TASK OBJECTIVE:
Below are some entries. Reproduce them word for word.

DATA SECTION:
---
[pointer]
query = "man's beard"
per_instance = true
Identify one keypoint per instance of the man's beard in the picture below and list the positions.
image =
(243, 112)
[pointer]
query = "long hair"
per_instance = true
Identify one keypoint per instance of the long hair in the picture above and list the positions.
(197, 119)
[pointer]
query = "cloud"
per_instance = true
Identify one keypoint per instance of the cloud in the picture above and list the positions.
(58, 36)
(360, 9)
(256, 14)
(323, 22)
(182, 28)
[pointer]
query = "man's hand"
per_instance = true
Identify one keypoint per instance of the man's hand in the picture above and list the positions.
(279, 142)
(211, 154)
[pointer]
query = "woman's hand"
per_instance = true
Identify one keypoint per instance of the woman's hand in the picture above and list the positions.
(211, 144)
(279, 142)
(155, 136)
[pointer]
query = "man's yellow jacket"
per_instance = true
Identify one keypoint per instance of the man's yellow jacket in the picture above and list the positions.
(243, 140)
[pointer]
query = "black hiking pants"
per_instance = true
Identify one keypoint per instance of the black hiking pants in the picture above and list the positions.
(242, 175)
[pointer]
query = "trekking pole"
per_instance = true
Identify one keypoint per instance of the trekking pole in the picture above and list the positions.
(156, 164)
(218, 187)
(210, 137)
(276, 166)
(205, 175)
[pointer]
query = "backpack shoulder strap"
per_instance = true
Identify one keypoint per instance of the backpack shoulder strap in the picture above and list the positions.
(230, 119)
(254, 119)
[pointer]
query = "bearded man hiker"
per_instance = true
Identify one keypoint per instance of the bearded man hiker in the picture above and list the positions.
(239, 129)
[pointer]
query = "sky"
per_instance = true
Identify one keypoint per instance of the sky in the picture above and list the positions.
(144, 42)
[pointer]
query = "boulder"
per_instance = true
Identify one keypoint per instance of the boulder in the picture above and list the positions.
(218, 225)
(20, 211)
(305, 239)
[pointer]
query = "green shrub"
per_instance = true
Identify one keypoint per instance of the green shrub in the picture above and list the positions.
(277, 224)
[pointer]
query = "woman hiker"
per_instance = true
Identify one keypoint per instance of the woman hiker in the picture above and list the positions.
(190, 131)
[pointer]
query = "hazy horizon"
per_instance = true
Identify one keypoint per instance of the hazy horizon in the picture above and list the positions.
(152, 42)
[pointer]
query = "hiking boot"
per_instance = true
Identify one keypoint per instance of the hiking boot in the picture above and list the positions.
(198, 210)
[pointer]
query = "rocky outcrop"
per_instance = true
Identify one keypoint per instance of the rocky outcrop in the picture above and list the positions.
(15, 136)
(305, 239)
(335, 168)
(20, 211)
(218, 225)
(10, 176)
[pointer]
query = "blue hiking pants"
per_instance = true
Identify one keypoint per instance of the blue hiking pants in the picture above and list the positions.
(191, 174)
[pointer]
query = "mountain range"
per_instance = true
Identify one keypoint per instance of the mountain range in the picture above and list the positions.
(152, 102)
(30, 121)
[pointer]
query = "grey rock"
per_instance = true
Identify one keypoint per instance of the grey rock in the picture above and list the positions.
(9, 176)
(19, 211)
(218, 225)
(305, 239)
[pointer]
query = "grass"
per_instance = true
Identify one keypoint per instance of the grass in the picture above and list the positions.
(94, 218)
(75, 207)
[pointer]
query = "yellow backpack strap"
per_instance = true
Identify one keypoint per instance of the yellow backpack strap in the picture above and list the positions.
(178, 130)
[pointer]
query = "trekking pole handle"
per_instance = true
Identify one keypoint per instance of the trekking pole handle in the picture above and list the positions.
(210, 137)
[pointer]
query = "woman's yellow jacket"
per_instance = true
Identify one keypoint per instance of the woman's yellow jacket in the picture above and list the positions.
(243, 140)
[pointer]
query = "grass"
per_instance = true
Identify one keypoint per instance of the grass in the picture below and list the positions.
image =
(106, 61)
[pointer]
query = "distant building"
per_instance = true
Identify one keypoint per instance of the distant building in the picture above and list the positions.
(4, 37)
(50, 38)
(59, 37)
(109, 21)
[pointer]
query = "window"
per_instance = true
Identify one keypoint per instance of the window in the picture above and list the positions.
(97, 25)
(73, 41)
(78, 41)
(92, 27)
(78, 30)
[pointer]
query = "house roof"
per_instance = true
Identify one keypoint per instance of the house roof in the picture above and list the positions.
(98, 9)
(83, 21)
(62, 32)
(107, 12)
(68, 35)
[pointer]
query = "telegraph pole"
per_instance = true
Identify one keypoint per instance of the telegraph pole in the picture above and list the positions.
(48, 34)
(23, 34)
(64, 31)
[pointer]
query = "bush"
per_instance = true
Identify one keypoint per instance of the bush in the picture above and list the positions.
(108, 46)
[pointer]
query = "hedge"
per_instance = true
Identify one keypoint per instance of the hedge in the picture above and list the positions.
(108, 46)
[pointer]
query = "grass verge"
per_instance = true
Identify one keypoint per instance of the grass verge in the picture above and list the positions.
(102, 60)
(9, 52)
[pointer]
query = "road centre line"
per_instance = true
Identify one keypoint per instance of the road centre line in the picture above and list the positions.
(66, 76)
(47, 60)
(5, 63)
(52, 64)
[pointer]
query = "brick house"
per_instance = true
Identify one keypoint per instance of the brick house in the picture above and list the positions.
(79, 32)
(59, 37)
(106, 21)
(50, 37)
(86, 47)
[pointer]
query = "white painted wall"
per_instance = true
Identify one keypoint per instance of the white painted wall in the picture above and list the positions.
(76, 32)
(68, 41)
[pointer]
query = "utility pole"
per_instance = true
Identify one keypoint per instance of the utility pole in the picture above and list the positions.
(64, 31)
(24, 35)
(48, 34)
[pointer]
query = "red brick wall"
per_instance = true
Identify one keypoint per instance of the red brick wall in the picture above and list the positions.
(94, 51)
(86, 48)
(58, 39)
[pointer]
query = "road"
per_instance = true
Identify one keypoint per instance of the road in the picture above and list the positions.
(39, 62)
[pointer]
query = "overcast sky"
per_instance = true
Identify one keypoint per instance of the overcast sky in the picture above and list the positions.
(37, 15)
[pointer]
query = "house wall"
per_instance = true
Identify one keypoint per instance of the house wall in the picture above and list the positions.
---
WRITTEN RESPONSE:
[pointer]
query = "man's beard"
per_instance = true
Identify one keypoint per instance of the man's beard in the picture below and list the positions.
image =
(243, 112)
[pointer]
query = "long hair"
per_instance = true
Identify one keypoint per instance of the long hair in the picture above and list the positions.
(197, 119)
[pointer]
query = "cloud"
per_instance = true
Identify one keypoint per instance of the cloud in the picture above and list the positions.
(58, 36)
(360, 9)
(256, 14)
(323, 22)
(182, 28)
[pointer]
query = "man's hand"
per_instance = true
Identify one keypoint per instance of the man's hand in the picture above and list the positions.
(279, 142)
(211, 154)
[pointer]
query = "woman's hand"
per_instance = true
Identify one keypoint per instance of the woman's hand in the picture above and list the positions.
(211, 144)
(279, 142)
(155, 136)
[pointer]
query = "man's yellow jacket"
per_instance = true
Identify one keypoint per instance of the man's yellow jacket in the picture above and list the positions.
(243, 140)
[pointer]
query = "black hiking pants"
per_instance = true
Identify one keypoint per instance of the black hiking pants in the picture above and list the positions.
(242, 175)
[pointer]
query = "trekking pole"
per_instance = true
Identify one keypoint per instance of the trekking pole in the picture above and list the positions.
(156, 164)
(218, 187)
(210, 137)
(276, 166)
(205, 175)
[pointer]
query = "backpack shoulder strap"
per_instance = true
Identify one keypoint per instance of the backpack shoulder strap in the picture above and list the positions.
(230, 119)
(254, 119)
[pointer]
query = "bearded man hiker"
per_instance = true
Identify one keypoint per instance of the bearded man hiker in the picture above and list the positions.
(239, 129)
[pointer]
query = "sky"
per_instance = true
Identify one keypoint per instance of the sky in the picture above and list the positions.
(144, 42)
[pointer]
query = "boulder"
per_instance = true
Identify one keypoint per instance of the boulder in the picture above and list the positions.
(218, 225)
(20, 211)
(305, 239)
[pointer]
query = "green shrub"
per_instance = true
Identify one keypoint per instance of the green shrub in the picture above and list the positions.
(277, 224)
[pointer]
query = "woman hiker"
per_instance = true
Identify one keypoint per instance of the woman hiker in the picture above and list the positions.
(190, 131)
[pointer]
query = "hazy horizon"
per_instance = true
Identify one keypoint per instance of the hazy horizon in the picture above and list the positions.
(152, 42)
[pointer]
query = "hiking boot"
per_instance = true
Identify one keypoint per instance of the hiking boot in the picture above and list the positions.
(198, 210)
[pointer]
query = "rocky outcrop"
per_instance = true
Identify one keypoint per instance of the rocky outcrop in the picture above and list the positions.
(15, 136)
(305, 239)
(335, 168)
(20, 211)
(218, 225)
(10, 176)
[pointer]
query = "blue hiking pants"
per_instance = true
Identify one keypoint per instance of the blue hiking pants in the picture above and list the positions.
(191, 174)
[pointer]
query = "mountain range"
per_instance = true
Identify one keypoint per instance of the mountain range in the picture above and list the positions.
(152, 102)
(30, 121)
[pointer]
query = "grey rock"
per_instance = true
Identify one keypoint per instance of the grey rock in the picture above and list the positions.
(9, 176)
(19, 211)
(218, 225)
(305, 239)
[pointer]
query = "grass"
per_instance = true
Identify one keypoint per instance of the grass in the picture above and list the positions.
(94, 218)
(75, 207)
[pointer]
query = "yellow backpack strap"
per_instance = true
Identify one keypoint per instance of the yellow backpack strap in the picture above and list the positions.
(178, 130)
[pointer]
query = "trekking pole handle"
per_instance = true
Identify one keypoint per instance of the trekking pole handle in the picture above and list the positions.
(210, 137)
[pointer]
query = "woman's yellow jacket"
per_instance = true
Identify one keypoint per instance of the woman's yellow jacket in the picture above and list the positions.
(243, 140)
[pointer]
query = "grass"
per_instance = true
Identify one keypoint per instance of the grass in the picture below and list the positions.
image =
(106, 61)
[pointer]
query = "distant building"
per_instance = true
Identify one keypoint per instance of the distant building in the picture above and list the positions.
(4, 37)
(50, 38)
(59, 37)
(109, 21)
[pointer]
query = "window"
per_instance = true
Identify one keypoint per instance of the window in the picture above and list the positions.
(97, 25)
(73, 41)
(78, 41)
(92, 27)
(78, 30)
[pointer]
query = "house roof"
per_instance = true
Identify one keypoint per instance of the house roof in the picture above and list the positions.
(98, 9)
(83, 21)
(62, 32)
(107, 12)
(68, 35)
[pointer]
query = "telegraph pole"
per_instance = true
Identify one keypoint per instance of the telegraph pole in the picture above and list the positions.
(48, 34)
(23, 34)
(64, 31)
[pointer]
query = "bush"
per_instance = true
Identify one keypoint per instance of the bush in the picture above and list the positions.
(108, 46)
[pointer]
query = "hedge"
per_instance = true
Identify one keypoint per instance of the hedge in the picture above and list the positions.
(108, 46)
[pointer]
query = "grass verge"
per_instance = true
Identify one keypoint per instance of the grass verge in the picture above and list the positions.
(102, 60)
(9, 52)
[pointer]
query = "road centre line"
per_instance = true
Identify one keypoint per instance of the road centre line in the picture above and list the positions.
(66, 76)
(47, 60)
(5, 63)
(52, 64)
[pointer]
query = "brick house"
per_instance = true
Identify one keypoint per instance of the brick house in the picture above and list the positions.
(79, 32)
(59, 37)
(106, 21)
(50, 37)
(86, 47)
[pointer]
query = "white painted wall"
per_instance = true
Identify one keypoint per instance of the white painted wall in the picture above and list the positions.
(76, 32)
(68, 41)
[pointer]
query = "utility pole"
per_instance = true
Identify one keypoint per instance of the utility pole in the picture above and list the positions.
(64, 31)
(24, 35)
(48, 34)
[pointer]
query = "red brick wall"
per_instance = true
Identify one keypoint per instance of the red brick wall in the picture above and list the positions.
(94, 51)
(86, 48)
(58, 39)
[pointer]
query = "road"
per_instance = true
Identify one keypoint per instance of the road in the picture above and list the positions.
(39, 62)
[pointer]
query = "overcast sky"
per_instance = true
Identify one keypoint per instance of the overcast sky in the picture above and list the positions.
(37, 15)
[pointer]
query = "house wall"
per_instance = true
Identify one keypoint per instance of the house wall in the picture above and list the positions.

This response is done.